GESTELLTE AUFGABE 1: Wann erschien laut dem Seitenauszug über die digitale Reformation eine Blogparade zu diesem Thema?
GESTELLTE AUFGABE 2: Setze den Seitenauszug über die digitale Reformation nach seinem letzten Satz fort.
***** SEITENAUSZUG *****
In diesem Zusammenhang muss irgendwer den John Kelly der Kelly Family spielen, der lauthals „Who’ll come with me“ (also „David’s song“) singt und dazu auffordert, ohne Angst ihm zu folgen. Bislang heißt es ja immer, dass die Digitalisierung sein müsse. Wenn jemand skeptisch ist, setzt man ihm lieber einen Aluhut auf, statt ihn zu begleiten. Insofern müssen auch Anbieter umdenken. Auch das ist etwas, was zur Digital Transformation dazu gehört.
Brauchen wir eine digitale Reformation?
Jetzt werfe ich noch einen weiteren Begriff in die Runde: Digitale Reformation. Am Reformationstag 2017 erschien eine Blogparade zum Thema. Aber auch hier müssen wir uns kurz den Begriff anschauen. Reformation heißt nämlich Umgestaltung oder Erneuerung. Da das Eine mit dem Anderen einher geht, kann man Reformation und Transformation nie getrennt betrachten. Der Punkt, an dem die ganze Chose kippte, war vor 15, 16 Jahren, als es erstmals möglich war, mehr Informationen digital als analog zu speichern. Und das Alles nennt man – nächster Begriff – „digitale Revolution“.
Aber ja, wir brauchen eine digitale Reformation. Die Position Kunde und Hersteller ist heutzutage etwas anders. Es ist heute üblich und recht einfach, dass man als Kunde eben nicht mehr dauerhaft auf einen Hersteller oder Anbieter geeicht ist. Wenn ich die gewünschte Leistung bei Stelle A nicht bekomme, dann hole ich sie mir bei Stelle B. Meistens geht da der Wechsel, ohne dass man etwas mitbekommt. Und das bedeutet, dass Hersteller und Anbieter flexibler sein müssen als noch vor 20 Jahren. Das haben viele aber noch nicht begriffen.
Es ist auch noch lange nicht zu allen durchgedrungen, dass man mit Kunden und Nutzern den Diskurs halten muss. Und man muss eben auch die Sorgen und Nöte ernst nehmen. Sonst kommt es zu einem Wandel, den dann vielleicht diverse Anbieter nicht mehr miterleben. Wobei: Der ist schon lange im Gange. Unternehmen sind auf dem Weg in die Digitalisierung gestrandet, und ihre Kunden haben sie vergessen. Die Gesellschaft wird aber weiter reformiert, und das wird durch digitale Technologien getrieben sein.
Die digitale Revolution
Die Welt ist im Umbruch. Die „dritte industrielle Revolution“ sorgt für einen Umbruch, wie man ihn seit mehr als 200 Jahren nicht erlebt hat. Anfang der 2000er Jahre war es erstmals möglich, mehr digital als analog vorzuhalten. Mittlerweile kann fast alles digitalisiert werden. Das hat zur Folge, dass sich die Arbeitswelt komplett ändern muss. Und damit müssen Schul- und Berufsausbildung sowie Studium quasi neu erfunden werden. Glaubt denn ernsthaft jemand, dass das schon jeder Bildungsträger mitbekommen hat?
***** EINTRÄGE *****
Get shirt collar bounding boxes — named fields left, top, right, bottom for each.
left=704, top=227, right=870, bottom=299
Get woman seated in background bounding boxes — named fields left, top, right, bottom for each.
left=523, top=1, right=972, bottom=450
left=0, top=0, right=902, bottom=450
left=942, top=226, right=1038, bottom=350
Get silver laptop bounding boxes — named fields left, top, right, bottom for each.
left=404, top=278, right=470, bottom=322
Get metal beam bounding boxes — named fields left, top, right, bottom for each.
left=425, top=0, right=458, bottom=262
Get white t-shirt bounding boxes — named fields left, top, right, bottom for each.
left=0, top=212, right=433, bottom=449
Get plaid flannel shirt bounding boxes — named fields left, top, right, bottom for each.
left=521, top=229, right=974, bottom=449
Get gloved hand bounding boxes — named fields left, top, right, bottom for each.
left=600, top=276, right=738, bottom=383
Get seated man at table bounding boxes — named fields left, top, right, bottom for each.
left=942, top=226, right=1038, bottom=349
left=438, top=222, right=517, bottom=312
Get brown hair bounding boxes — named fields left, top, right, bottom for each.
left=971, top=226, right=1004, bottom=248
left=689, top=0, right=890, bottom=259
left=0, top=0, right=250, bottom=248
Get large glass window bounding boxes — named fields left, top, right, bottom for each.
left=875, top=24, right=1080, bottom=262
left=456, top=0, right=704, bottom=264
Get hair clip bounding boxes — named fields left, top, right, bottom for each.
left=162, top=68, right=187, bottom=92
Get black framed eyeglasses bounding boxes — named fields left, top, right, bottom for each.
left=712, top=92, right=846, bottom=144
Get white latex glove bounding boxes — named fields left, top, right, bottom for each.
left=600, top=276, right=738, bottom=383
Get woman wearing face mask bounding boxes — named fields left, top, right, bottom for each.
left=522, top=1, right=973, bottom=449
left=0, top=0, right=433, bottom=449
*****
ERGEBNIS DER AUFGABE 1: Am Reformationstag 2017.

ERGEBNIS DER AUFGABE 2:
Wenn viele Arbeiten von Maschinen schneller und günstiger als von Menschen erledigt werden können, müssen Menschen der Arbeit wegen umdenken. Sie müssen dafür die Chance bekommen. Und nehmen Sie es mir nicht übel, aber ich nehme es der deutschen Politik nicht ab, dass das Alles berücksichtigt wird. Das hätte dann aber soziale Folgen, die darüber hinaus gehen, dass sich die Mentalität ändert. Dann nämlich fühlen sich wieder einmal Menschen abgehängt. Und das kann doch niemand wirklich wollen.
Man muss nicht immer funktionieren
Digitalisierung bedeutet ja auch, dass alle Dinge, auf die wir zugreifen wollen, stets und ständig zur Verfügung stehen. Und so denkt man sich vielleicht, dass man auch immer erreichbar sein muss. Aber hier, hier und hier habe ich aufgeschrieben, dass man wirklich nicht immer funktionieren muss. Gern kann man auch mal die Landschaften genießen oder so. Wer sagt denn, dass man wie in der berühmten Matrix-Trilogie mit einer gigantischen Maschine verbunden sein muss? Genau: Niemand.
Niemand muss Sorge haben, durch die Digitalisierung alles zu verlieren. Natürlich, man muss schon den Willen haben, selbst etwas zu verändern. Aber die große Angst, die da bei vielen vorherrscht, ist nicht in jedem Fall begründet. So wie auch der Überwachungswahn vieler Regierungen nicht begründet ist. Insofern bietet die Digitalisierung Chancen, aber auch Gefahren. Man muss jeden mitnehmen, aber man muss es auch zulassen, dass der Stecker gezogen werden kann. Insofern müssen alle umdenken. Dann kann das auch funktionieren.